**TEXT SECTION**
Congratulations Chuck! :bow:

You got her running good, and what a great sound!

Like you said, maybe just a little fine tuning and your done.

-MB


----------



## Deanofid (Dec 31, 2009)

Yipee!
It seems to run very well once it got warmed up just a touch. I know you want to do some refining to the build, but really, it went great!

Frankly, I'm surprised the BBQ igniter lasted for the entirety of the run here. If you think about it, how many times would it get used in it's normal use? 500 times, maybe a thousand? It might just have gone past its design life in the first minute or two of the run. Or maybe I'm full of it.

Really good to see this run, Chuck! Interesting, unique, fun. All the good adjectives apply.

Dean


----------



## rake60 (Jan 1, 2010)

Congratulations Chuck.
Beautiful runner! :bow:

Rick


----------



## Maryak (Jan 1, 2010)

Chuck,

Fantastic job sir. :bow: :bow:

Best Regards
Bob


----------



## NickG (Jan 1, 2010)

Just brilliant Chuck, you know it runs now so it's just a matter of fine tuning! Great project!

NIck


----------



## kvom (Jan 1, 2010)

That sound is sweet!


----------



## zeeprogrammer (Jan 1, 2010)

Great video...great sound. Thanks for posting it.
Struggling to say more...it's just great.


----------



## IronHorse (Jan 1, 2010)

Nice Job, I will have to make one of these some day. 


IronHorse


----------



## Powder keg (Jan 1, 2010)

Glad you got it running Chuck!!! Nice job!!!!!

**THE TASKS**
1. Answer these questions about the forum thread congratulating Chuck:
(a) What did Dean say he was surprised had lasted for the whole run?
(b) How many uses did Dean guess that part would get in its normal use?
(c) What did IronHorse say he will have to do some day?
2. Extend the forum thread congratulating Chuck, picking up right after its final reply.

**DATA ENTRIES**

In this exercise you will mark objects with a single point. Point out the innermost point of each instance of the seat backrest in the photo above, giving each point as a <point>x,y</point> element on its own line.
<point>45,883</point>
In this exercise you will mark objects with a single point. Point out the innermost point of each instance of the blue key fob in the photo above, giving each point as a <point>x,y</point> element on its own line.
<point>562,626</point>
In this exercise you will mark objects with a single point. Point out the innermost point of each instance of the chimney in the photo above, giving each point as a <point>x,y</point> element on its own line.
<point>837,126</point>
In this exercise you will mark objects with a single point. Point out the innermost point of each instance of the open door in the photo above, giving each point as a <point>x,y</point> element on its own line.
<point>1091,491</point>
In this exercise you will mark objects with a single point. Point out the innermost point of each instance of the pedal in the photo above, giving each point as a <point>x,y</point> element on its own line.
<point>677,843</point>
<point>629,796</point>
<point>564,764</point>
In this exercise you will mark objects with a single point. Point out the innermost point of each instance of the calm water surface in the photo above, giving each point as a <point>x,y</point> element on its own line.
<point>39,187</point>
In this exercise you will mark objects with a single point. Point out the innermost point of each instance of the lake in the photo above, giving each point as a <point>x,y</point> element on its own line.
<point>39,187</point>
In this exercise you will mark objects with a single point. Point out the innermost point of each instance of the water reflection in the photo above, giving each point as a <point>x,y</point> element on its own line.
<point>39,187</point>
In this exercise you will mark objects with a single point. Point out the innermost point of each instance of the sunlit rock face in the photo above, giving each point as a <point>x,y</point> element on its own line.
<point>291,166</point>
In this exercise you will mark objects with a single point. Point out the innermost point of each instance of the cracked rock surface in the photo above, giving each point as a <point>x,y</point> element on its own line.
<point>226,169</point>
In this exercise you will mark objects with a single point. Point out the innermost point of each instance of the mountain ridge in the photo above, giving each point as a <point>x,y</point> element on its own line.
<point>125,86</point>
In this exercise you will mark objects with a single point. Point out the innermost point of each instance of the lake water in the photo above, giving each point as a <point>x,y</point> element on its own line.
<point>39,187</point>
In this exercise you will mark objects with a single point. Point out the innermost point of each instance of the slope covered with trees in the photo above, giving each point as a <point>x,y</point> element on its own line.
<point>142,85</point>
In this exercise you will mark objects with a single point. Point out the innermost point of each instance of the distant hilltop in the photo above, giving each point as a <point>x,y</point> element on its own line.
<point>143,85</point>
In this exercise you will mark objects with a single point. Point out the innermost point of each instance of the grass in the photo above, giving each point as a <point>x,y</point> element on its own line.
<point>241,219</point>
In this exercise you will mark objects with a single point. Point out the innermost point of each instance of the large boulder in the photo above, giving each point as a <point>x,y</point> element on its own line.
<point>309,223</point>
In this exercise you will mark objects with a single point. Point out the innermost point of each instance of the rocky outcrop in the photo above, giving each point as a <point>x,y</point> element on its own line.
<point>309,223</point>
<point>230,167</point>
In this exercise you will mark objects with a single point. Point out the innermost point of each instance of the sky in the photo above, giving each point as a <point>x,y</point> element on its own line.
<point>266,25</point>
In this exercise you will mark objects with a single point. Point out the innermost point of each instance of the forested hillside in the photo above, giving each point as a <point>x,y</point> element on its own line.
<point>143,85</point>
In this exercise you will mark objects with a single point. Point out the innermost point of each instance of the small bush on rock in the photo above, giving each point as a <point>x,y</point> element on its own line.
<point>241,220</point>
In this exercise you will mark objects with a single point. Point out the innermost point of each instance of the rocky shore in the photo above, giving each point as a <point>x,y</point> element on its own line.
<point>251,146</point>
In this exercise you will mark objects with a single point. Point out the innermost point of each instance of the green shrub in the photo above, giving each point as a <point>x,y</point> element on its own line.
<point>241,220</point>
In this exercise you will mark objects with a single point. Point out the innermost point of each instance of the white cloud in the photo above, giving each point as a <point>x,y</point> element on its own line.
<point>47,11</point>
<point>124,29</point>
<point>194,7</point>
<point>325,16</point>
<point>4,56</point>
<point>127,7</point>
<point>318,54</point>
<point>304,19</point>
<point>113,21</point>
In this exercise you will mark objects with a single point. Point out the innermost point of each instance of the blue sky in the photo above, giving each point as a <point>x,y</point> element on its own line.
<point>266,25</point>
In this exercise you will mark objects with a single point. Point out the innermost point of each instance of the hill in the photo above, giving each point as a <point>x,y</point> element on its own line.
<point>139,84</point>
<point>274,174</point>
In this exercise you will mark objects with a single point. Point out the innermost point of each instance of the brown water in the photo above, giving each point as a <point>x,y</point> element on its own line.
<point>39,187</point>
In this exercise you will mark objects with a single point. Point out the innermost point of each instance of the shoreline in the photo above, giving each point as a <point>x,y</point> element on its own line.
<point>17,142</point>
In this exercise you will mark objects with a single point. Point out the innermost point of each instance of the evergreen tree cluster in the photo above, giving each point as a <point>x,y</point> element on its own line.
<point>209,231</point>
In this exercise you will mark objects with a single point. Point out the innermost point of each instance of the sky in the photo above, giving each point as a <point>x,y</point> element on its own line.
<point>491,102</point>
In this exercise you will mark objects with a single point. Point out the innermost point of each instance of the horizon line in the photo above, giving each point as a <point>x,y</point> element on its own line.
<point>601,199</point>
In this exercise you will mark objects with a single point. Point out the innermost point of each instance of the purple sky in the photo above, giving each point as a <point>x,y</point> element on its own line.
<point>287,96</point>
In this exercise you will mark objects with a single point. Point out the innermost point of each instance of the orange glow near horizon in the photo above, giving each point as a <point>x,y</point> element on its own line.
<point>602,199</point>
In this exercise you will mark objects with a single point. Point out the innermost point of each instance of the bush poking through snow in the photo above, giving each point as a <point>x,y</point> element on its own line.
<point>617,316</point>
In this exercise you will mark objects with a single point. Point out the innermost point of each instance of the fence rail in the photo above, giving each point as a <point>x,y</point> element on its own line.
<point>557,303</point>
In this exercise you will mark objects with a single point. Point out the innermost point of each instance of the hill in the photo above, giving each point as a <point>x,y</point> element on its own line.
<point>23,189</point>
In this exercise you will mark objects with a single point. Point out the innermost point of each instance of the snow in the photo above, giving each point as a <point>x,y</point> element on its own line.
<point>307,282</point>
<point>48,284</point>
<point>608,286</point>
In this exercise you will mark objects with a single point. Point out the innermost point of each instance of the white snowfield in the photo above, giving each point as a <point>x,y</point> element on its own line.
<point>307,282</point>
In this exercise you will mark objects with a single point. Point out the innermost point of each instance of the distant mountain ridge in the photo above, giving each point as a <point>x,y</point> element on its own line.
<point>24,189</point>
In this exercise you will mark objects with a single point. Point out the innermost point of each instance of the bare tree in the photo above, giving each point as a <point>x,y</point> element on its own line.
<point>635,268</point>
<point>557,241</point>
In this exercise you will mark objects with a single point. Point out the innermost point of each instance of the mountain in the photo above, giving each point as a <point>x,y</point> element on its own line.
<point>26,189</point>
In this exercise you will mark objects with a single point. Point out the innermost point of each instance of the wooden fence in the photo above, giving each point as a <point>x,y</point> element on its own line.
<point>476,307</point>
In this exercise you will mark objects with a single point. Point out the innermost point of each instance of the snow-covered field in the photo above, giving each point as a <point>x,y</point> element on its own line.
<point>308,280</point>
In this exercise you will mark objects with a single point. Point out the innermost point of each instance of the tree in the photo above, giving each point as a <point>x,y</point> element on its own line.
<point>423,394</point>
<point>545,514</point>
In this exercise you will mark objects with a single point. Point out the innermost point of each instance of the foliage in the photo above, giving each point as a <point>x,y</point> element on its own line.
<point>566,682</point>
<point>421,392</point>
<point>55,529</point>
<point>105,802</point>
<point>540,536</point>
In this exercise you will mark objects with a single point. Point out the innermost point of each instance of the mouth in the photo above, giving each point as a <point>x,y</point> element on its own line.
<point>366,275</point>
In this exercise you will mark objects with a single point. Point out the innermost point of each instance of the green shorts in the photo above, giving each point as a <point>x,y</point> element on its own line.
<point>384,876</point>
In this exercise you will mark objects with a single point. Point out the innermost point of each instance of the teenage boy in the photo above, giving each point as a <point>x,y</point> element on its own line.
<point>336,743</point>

**ANSWERS TO THE EXERCISES**
1.
(a) The BBQ igniter.
(b) 500 times, maybe a thousand.
(c) Make one of these.

2.
----------



## kustomkb (Jan 6, 2010)

Awesome job Chuck!

That's really cool.


----------



## PhillyVa (Jan 6, 2010)

What a great job... :noidea: *Congrats to you Chuck* :bow: :bow:

Regards

Philly


----------



## joe d (Jan 6, 2010)

Congrats, Chuck.

This one was fun to follow along. It sure sounds neat.

Joe


----------



## cfellows (Jan 6, 2010)

Thanks, guys, for the words of encouragement. I've since removed the defunct piezo electric igniter and installed a set of ignition points. I installed the points to run off the crankshaft rather than the camshaft to simplify things and also to provide separate timing for the exhaust valve and ignition. The plug will fire twice as often, but that shouldn't hurt anything. I'm also waiting for a small ignition coil that I bought on Ebay and I may have to scrounge up a battery depending on how much voltage the ignition coil wants. I'll pobably mount all the extra ignition bits under the main board that the metal engine parts sit on.

Stay tuned.

Chuck


----------



## GOOFY063 (Jan 6, 2010)

Congratulations Chuck :bow: ;D 

Maybe someday i can make one that will look that good, but to run?


----------



## BillC. (Jan 6, 2010)

Great! I like it... Thm:

Now, what's next?

Bill C.


----------



## cfellows (Jan 6, 2010)

GOOFY063  said:
			
		

> Congratulations Chuck :bow: ;D
> 
> Maybe someday i can make one that will look that good, but to run?



Thanks, you should consider the compressed air version. I actually like the way it looks and sounds better than the IC version. It's also simpler to build.



			
				BillC.  said:
			
		

> Great! I like it... Thm:
> 
> Now, what's next?
> 
> Bill C.



Well, I'm not quite finished with it yet. Hope to get it running a lot better and better sound. But, I'm also resurrecting my Opposed 4 compressed air engine as a next poject. 

Chuck


----------



## BillC. (Jan 6, 2010)

Carburetors are tricky in these small sizes. That is the most frustrating part of getting a new engine running. But, not enough to do away with fuel, spark plugs, burnt fingers and dead batteries.....well, in rethinking a bit.....compressed air does sound appealing at that!

Bill C.


----------



## NickG (Jan 7, 2010)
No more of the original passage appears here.